*Supplied entries*.

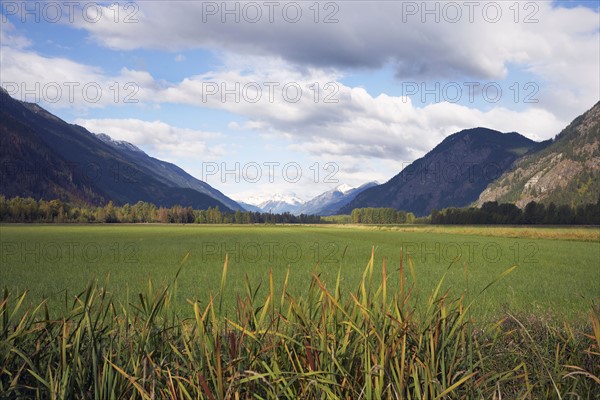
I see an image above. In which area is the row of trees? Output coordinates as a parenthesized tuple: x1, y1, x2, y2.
(351, 208, 416, 224)
(431, 200, 600, 225)
(1, 196, 598, 225)
(0, 196, 321, 224)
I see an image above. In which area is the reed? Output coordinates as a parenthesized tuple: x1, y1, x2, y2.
(1, 248, 598, 398)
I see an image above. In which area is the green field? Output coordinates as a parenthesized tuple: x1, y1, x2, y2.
(1, 224, 598, 321)
(2, 224, 599, 398)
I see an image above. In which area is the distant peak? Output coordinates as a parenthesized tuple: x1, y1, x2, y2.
(335, 183, 354, 194)
(242, 193, 305, 207)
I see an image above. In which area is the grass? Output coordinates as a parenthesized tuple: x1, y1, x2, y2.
(1, 224, 598, 322)
(1, 250, 598, 398)
(325, 224, 600, 242)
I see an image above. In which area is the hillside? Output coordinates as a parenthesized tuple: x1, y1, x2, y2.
(295, 182, 378, 216)
(0, 89, 240, 211)
(340, 128, 539, 216)
(476, 102, 600, 207)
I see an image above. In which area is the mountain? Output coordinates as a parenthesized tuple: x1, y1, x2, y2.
(234, 193, 305, 214)
(256, 194, 304, 214)
(0, 89, 241, 211)
(295, 182, 378, 216)
(476, 102, 600, 208)
(94, 132, 241, 211)
(340, 128, 539, 216)
(237, 202, 263, 213)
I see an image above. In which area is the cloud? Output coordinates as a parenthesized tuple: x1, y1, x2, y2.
(73, 118, 226, 160)
(0, 21, 160, 111)
(0, 19, 31, 49)
(151, 59, 566, 162)
(0, 44, 155, 110)
(0, 28, 573, 167)
(74, 2, 599, 84)
(63, 1, 599, 123)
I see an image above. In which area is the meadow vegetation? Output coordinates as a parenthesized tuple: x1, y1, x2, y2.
(1, 224, 598, 398)
(1, 250, 598, 398)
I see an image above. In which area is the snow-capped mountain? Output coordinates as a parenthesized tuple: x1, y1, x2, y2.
(259, 199, 302, 214)
(246, 193, 303, 206)
(235, 193, 304, 214)
(257, 193, 303, 214)
(294, 182, 379, 216)
(335, 183, 355, 194)
(234, 183, 377, 215)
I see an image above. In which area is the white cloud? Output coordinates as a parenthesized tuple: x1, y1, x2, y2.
(74, 2, 598, 85)
(0, 32, 575, 167)
(0, 19, 31, 49)
(63, 1, 599, 124)
(0, 37, 571, 169)
(0, 44, 157, 110)
(73, 118, 226, 161)
(151, 60, 567, 160)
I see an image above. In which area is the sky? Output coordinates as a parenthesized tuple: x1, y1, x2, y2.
(1, 0, 599, 204)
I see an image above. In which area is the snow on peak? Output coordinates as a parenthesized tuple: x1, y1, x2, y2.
(335, 184, 354, 194)
(96, 133, 143, 153)
(241, 193, 305, 207)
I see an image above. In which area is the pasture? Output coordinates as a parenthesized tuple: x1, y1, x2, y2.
(1, 223, 599, 398)
(1, 224, 598, 321)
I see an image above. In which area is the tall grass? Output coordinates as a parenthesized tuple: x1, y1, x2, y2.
(1, 248, 598, 399)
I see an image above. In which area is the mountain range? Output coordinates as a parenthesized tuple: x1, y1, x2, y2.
(0, 88, 240, 211)
(248, 193, 304, 214)
(237, 183, 378, 215)
(341, 127, 542, 216)
(294, 182, 378, 216)
(2, 88, 598, 216)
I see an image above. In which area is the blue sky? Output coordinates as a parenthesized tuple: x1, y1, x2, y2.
(1, 1, 599, 203)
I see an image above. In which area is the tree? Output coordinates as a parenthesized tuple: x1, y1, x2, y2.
(545, 202, 557, 224)
(523, 201, 544, 224)
(157, 207, 169, 223)
(104, 201, 117, 223)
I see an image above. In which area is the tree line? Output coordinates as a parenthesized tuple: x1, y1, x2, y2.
(1, 195, 598, 225)
(351, 208, 416, 224)
(430, 200, 600, 225)
(0, 196, 320, 224)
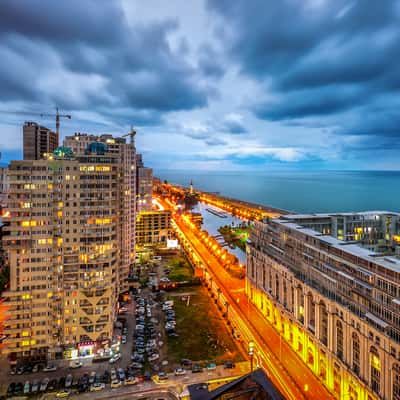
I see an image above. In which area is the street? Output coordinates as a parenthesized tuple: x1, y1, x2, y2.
(156, 195, 333, 400)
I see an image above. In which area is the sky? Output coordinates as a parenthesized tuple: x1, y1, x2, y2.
(0, 0, 399, 171)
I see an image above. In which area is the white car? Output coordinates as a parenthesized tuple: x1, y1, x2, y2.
(69, 360, 82, 369)
(40, 378, 49, 392)
(159, 277, 170, 283)
(174, 368, 186, 376)
(43, 364, 57, 372)
(109, 354, 121, 363)
(148, 353, 160, 361)
(90, 383, 105, 392)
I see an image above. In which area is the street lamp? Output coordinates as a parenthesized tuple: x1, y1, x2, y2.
(248, 340, 255, 372)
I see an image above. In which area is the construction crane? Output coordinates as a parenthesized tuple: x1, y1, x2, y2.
(121, 127, 137, 144)
(0, 107, 71, 136)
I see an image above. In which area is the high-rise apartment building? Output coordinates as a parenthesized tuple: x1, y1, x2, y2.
(136, 154, 153, 212)
(64, 133, 136, 294)
(247, 212, 400, 400)
(2, 135, 136, 362)
(23, 122, 59, 160)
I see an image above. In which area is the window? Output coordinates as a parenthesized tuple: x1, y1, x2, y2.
(352, 332, 360, 375)
(320, 302, 328, 346)
(370, 346, 381, 394)
(336, 320, 344, 360)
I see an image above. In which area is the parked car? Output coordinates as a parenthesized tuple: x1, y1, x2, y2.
(65, 374, 73, 388)
(148, 353, 159, 362)
(32, 364, 40, 373)
(69, 360, 82, 369)
(48, 378, 58, 391)
(125, 376, 138, 385)
(207, 363, 217, 371)
(130, 362, 143, 369)
(89, 371, 96, 384)
(58, 376, 66, 388)
(40, 378, 50, 392)
(224, 361, 235, 369)
(158, 372, 168, 380)
(121, 335, 127, 344)
(109, 354, 121, 363)
(31, 379, 39, 394)
(111, 380, 122, 389)
(56, 390, 70, 398)
(174, 368, 186, 376)
(7, 382, 16, 396)
(43, 364, 57, 372)
(192, 364, 203, 373)
(90, 382, 105, 392)
(23, 381, 30, 394)
(117, 367, 126, 382)
(14, 382, 23, 394)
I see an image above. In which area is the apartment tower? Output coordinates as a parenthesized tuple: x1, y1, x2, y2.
(2, 134, 136, 362)
(23, 122, 59, 160)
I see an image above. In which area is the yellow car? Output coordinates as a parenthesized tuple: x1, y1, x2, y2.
(56, 390, 70, 398)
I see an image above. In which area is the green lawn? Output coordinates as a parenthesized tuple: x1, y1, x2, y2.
(167, 257, 193, 282)
(165, 287, 244, 366)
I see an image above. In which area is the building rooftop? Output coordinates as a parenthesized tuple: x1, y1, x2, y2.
(188, 369, 283, 400)
(275, 212, 400, 274)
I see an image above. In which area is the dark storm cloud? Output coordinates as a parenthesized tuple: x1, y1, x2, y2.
(197, 44, 225, 78)
(221, 119, 247, 134)
(0, 0, 214, 124)
(207, 0, 400, 142)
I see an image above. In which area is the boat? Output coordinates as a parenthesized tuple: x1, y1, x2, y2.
(205, 208, 228, 218)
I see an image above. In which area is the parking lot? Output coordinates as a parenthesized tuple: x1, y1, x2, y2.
(1, 252, 247, 398)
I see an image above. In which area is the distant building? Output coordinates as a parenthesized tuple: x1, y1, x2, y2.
(136, 154, 153, 212)
(187, 368, 283, 400)
(23, 121, 58, 160)
(0, 166, 8, 208)
(136, 210, 172, 248)
(247, 211, 400, 400)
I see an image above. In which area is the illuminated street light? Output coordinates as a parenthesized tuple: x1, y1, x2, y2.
(248, 340, 255, 372)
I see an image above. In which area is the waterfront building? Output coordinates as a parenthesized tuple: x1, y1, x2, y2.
(136, 210, 172, 248)
(23, 122, 58, 160)
(1, 135, 136, 362)
(247, 212, 400, 400)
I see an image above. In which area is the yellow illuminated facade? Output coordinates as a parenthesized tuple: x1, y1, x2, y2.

*Work to complete*. Leaving out all lines before the one containing "I see an image above. In which area is the waterfront", copy that line and the rest through the end of the listing above exactly.

*Output of the exercise*.
I see an image above. In which area is the waterfront building? Output coordinates as a parenthesized tuple: x1, y1, x2, y2.
(136, 210, 172, 248)
(23, 122, 58, 160)
(1, 135, 136, 362)
(247, 212, 400, 400)
I see an image above. In which area is the yellow illuminated facade? Output coordinates as a parenthesized tuple: x1, y1, x2, y2.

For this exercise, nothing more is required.